**DO THIS:**
List each line of the material below that contains the string "beak".

[Collected data]
· · · ·
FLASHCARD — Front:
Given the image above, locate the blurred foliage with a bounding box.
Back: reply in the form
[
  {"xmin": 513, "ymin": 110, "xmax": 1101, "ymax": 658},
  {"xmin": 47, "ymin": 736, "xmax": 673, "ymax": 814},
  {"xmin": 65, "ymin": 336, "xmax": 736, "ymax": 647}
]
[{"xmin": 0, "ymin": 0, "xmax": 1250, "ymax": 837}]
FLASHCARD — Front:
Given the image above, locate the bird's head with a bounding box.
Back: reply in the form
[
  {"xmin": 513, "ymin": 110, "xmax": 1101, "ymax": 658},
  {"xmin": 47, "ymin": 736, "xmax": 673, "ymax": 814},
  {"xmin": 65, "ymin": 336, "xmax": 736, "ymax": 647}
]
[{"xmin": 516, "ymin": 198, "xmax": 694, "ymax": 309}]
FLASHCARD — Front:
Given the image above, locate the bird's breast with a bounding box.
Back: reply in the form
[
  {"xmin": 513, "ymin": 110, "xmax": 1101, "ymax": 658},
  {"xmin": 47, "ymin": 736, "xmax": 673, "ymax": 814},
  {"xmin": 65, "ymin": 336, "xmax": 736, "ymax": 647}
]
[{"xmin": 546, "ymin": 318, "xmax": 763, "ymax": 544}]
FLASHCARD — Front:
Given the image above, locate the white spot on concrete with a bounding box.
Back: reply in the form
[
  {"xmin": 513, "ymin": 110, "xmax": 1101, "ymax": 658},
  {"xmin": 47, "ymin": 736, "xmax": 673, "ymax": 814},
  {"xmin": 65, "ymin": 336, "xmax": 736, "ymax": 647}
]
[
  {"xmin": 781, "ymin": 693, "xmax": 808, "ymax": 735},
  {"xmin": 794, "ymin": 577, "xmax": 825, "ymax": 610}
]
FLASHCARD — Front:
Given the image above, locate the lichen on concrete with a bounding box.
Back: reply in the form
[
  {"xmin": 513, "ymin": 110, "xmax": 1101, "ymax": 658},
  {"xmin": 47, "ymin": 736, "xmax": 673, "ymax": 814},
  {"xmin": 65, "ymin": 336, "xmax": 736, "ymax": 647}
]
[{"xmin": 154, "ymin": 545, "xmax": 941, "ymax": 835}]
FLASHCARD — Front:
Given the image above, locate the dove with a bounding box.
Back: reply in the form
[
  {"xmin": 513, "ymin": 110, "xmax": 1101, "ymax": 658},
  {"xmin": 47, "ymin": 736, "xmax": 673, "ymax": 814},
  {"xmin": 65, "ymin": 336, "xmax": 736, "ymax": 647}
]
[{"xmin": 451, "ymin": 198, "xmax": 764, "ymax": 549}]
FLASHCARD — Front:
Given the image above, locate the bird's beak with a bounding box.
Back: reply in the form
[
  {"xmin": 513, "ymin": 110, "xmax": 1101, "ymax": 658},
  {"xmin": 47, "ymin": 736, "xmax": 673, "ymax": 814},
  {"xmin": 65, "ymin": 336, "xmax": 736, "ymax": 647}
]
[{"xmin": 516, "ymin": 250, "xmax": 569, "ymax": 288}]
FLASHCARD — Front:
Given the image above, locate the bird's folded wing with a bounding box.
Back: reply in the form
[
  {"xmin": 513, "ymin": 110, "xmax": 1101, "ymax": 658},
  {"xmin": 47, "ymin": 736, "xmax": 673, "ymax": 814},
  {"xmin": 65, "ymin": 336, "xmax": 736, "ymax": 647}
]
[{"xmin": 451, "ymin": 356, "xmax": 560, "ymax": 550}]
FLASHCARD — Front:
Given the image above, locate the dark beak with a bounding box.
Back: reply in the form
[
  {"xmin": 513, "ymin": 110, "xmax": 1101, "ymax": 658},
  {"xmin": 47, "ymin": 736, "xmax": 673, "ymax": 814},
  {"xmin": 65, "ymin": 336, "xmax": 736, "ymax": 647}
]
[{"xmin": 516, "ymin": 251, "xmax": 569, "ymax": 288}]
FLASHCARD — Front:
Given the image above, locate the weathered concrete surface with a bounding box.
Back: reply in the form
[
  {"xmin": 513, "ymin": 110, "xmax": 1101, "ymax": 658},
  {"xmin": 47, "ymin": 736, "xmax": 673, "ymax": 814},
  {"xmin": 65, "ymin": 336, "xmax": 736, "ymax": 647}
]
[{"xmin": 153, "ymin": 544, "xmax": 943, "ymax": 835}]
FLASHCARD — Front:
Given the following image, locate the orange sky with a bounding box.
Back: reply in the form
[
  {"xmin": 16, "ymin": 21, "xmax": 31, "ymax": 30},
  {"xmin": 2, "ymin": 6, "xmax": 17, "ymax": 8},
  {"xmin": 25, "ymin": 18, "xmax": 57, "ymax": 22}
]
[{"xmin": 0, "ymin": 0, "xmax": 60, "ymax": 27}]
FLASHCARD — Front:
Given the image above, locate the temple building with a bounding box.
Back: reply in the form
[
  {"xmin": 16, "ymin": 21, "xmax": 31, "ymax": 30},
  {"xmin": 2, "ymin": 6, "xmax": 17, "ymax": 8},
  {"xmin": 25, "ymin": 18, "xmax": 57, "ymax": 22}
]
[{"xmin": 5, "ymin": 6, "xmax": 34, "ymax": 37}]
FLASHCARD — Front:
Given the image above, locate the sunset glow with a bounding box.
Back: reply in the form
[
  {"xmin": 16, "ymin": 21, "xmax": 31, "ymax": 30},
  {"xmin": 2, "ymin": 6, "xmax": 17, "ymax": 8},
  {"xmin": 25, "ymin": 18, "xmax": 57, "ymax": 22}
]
· · · ·
**CORRECT RESULT:**
Given the image above, locate the bird's beak with a bounding box.
Given the image above, locate the dark beak with a bounding box.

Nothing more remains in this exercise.